#### EXERCISE DETAILS:
Please reproduce the records below from their first line through the line containing "POLYGON ((72 30, 68", with every character unchanged.

#### DATASET EXTRACT:
::::

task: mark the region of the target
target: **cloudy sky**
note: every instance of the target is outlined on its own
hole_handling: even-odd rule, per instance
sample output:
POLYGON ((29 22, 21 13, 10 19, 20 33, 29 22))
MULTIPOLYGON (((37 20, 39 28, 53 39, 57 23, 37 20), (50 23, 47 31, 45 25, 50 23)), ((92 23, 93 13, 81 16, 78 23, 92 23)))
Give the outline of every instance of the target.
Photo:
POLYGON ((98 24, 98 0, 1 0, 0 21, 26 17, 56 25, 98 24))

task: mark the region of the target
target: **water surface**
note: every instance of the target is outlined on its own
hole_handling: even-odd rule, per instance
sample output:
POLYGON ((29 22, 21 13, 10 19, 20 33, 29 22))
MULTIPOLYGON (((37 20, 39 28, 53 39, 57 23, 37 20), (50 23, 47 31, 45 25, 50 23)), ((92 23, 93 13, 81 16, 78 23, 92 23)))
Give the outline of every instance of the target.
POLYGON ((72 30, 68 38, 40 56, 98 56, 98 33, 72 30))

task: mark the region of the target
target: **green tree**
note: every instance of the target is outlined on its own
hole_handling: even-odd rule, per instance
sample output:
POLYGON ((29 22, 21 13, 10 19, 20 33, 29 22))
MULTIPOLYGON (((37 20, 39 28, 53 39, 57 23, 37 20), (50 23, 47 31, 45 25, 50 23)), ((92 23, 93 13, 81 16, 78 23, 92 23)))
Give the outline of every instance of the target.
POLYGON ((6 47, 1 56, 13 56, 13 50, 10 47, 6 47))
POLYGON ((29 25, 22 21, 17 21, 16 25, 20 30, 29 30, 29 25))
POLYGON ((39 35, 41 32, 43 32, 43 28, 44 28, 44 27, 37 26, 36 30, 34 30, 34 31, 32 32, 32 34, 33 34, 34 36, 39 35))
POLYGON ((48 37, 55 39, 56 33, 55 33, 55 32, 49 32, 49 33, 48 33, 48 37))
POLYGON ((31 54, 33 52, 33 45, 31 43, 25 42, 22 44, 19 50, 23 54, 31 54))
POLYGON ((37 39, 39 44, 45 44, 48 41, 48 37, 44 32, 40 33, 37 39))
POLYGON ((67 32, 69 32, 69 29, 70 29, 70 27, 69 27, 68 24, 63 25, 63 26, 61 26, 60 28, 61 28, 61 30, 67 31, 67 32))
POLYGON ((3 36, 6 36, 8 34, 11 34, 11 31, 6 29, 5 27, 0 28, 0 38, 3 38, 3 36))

::::

#### OUTPUT FOR THIS TASK:
task: mark the region of the target
target: **cloudy sky**
note: every instance of the target is outlined on its own
hole_handling: even-odd rule, per instance
sample output:
POLYGON ((29 22, 21 13, 10 19, 20 33, 29 22))
MULTIPOLYGON (((37 20, 39 28, 53 39, 57 23, 37 20), (50 23, 47 31, 45 25, 50 23)), ((92 23, 93 13, 81 16, 78 23, 92 23)))
Give the outline of every instance of the target.
Photo:
POLYGON ((98 24, 98 0, 1 0, 0 21, 26 17, 56 25, 98 24))

task: mark the region of the target
target: **water surface**
note: every instance of the target is outlined on its own
hole_handling: even-odd rule, per instance
sample output:
POLYGON ((29 22, 21 13, 10 19, 20 33, 29 22))
MULTIPOLYGON (((37 20, 39 28, 53 39, 57 23, 37 20), (50 23, 47 31, 45 25, 50 23)), ((92 23, 93 13, 81 16, 78 23, 92 23)))
Give the outline of every instance of the target.
POLYGON ((72 30, 68 38, 40 56, 98 56, 98 33, 72 30))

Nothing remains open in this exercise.